*WHAT YOU HAVE TO DO*
Word for word, copy out the records given below.

*RECORDS FOR THE EXERCISE*
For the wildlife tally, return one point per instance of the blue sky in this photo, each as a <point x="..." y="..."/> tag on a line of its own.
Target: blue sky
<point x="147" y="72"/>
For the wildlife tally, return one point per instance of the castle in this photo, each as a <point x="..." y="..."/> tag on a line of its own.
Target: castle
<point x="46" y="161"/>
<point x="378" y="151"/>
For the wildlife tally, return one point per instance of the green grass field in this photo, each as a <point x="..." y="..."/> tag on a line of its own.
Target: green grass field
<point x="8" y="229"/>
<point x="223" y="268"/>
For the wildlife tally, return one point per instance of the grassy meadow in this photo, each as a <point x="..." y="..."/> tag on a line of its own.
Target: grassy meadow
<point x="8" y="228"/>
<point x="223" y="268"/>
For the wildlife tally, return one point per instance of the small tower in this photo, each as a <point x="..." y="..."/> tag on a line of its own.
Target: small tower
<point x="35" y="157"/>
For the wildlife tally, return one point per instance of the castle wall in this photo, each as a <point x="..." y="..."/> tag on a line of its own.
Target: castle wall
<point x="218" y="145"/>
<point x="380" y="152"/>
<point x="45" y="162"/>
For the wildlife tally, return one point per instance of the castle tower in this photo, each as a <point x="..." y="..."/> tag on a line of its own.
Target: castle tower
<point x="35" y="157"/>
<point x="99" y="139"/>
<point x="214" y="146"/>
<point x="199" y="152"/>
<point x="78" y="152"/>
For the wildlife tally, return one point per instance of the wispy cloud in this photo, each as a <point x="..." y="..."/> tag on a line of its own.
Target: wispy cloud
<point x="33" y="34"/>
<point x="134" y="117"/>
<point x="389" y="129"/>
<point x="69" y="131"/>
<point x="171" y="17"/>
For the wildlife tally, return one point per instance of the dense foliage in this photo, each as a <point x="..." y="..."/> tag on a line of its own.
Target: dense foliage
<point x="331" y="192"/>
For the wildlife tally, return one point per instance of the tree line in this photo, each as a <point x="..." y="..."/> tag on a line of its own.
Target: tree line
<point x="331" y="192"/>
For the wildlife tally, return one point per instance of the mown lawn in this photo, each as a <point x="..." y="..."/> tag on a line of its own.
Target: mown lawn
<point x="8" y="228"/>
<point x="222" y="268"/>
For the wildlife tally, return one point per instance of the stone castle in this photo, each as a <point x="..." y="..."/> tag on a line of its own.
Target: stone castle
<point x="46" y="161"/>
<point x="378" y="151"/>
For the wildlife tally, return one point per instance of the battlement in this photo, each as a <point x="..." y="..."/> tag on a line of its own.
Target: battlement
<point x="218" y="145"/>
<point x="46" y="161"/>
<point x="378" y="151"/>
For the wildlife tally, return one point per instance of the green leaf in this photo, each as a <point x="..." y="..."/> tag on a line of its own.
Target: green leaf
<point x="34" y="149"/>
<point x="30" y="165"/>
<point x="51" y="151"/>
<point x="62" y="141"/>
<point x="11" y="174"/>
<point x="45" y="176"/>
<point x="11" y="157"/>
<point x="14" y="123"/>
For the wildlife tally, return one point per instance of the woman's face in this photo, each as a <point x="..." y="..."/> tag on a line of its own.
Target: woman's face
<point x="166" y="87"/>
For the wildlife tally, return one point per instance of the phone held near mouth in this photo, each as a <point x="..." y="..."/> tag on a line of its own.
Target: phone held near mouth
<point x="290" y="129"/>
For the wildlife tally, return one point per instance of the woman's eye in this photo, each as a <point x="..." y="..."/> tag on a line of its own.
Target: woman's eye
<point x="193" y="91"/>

*WRITTEN SOLUTION*
For the wildlife tally, return one point per instance of the blue sky in this photo, each as a <point x="..." y="..."/> tag on a line of its own.
Target: blue sky
<point x="147" y="72"/>
For the wildlife tally, return one point per instance of the castle in this photo, each as a <point x="..." y="..."/> tag on a line of its own.
Target: castle
<point x="46" y="161"/>
<point x="378" y="151"/>
For the wildlife tally, return one point per instance of the green grass field in this photo, each as a <point x="..." y="..."/> tag on a line of its own.
Target: green grass field
<point x="8" y="229"/>
<point x="223" y="268"/>
For the wildlife tally, return one point per instance of the grassy meadow in this photo, each as a <point x="..." y="..."/> tag on a line of its own.
Target: grassy meadow
<point x="8" y="228"/>
<point x="223" y="268"/>
For the wildlife tally, return one point per instance of the small tower in this photo, each as a <point x="..." y="..."/> tag on a line of its own.
Target: small tower
<point x="35" y="157"/>
For the wildlife tally, return one point per instance of the castle wall in this photo, each as a <point x="..." y="..."/> tag on a line of its own.
Target: castle wall
<point x="218" y="145"/>
<point x="380" y="152"/>
<point x="45" y="162"/>
For the wildlife tally, return one point per instance of the castle tower in this photo, each as a <point x="..." y="..."/> tag on a line of its own.
Target: castle tower
<point x="35" y="157"/>
<point x="99" y="139"/>
<point x="214" y="146"/>
<point x="199" y="152"/>
<point x="78" y="152"/>
For the wildlife tally, return one point per instance of the wispy cloud in this photo, each as a <point x="..." y="..."/> tag on a line of its own.
Target: wispy cloud
<point x="33" y="34"/>
<point x="134" y="117"/>
<point x="389" y="129"/>
<point x="69" y="131"/>
<point x="171" y="17"/>
For the wildlife tally, return one point per instance of the dense foliage in this photo, each as a <point x="..." y="..."/> tag on a line of its own.
Target: dense foliage
<point x="331" y="192"/>
For the wildlife tally, return one point per instance of the tree line in this photo, each as a <point x="..." y="..."/> tag on a line of its own.
Target: tree line
<point x="331" y="192"/>
For the wildlife tally, return one point per instance of the mown lawn in this photo, each as a <point x="..." y="..."/> tag on a line of its own.
Target: mown lawn
<point x="8" y="228"/>
<point x="222" y="268"/>
For the wildlife tally, return one point per instance of the stone castle in this photo, each as a <point x="..." y="..."/> tag on a line of its own.
Target: stone castle
<point x="46" y="161"/>
<point x="378" y="151"/>
For the wildlife tally, return one point per instance of the battlement in this photo, each as a <point x="..." y="..."/> tag on a line of its own.
Target: battlement
<point x="218" y="145"/>
<point x="46" y="161"/>
<point x="378" y="151"/>
For the wildlife tally, return one point per instance of the green leaf in this photo, each as a <point x="..." y="..."/> tag on a line of its own.
Target: green leaf
<point x="34" y="149"/>
<point x="30" y="165"/>
<point x="51" y="151"/>
<point x="62" y="141"/>
<point x="11" y="174"/>
<point x="45" y="176"/>
<point x="11" y="157"/>
<point x="14" y="123"/>
For the wildlife tally, return one point per instance of the woman's face in this photo, each as a <point x="..." y="..."/> tag on a line of its own.
Target: woman's face
<point x="166" y="87"/>
For the wildlife tally, return one point per instance of the phone held near mouth in this photo, each as a <point x="..." y="..."/> tag on a line of its own.
Target: phone held near mouth
<point x="290" y="129"/>
For the wildlife tally, return one point per instance of the woman's eye in this photo, each as a <point x="..." y="..."/> tag on a line of its own.
Target: woman's eye
<point x="193" y="91"/>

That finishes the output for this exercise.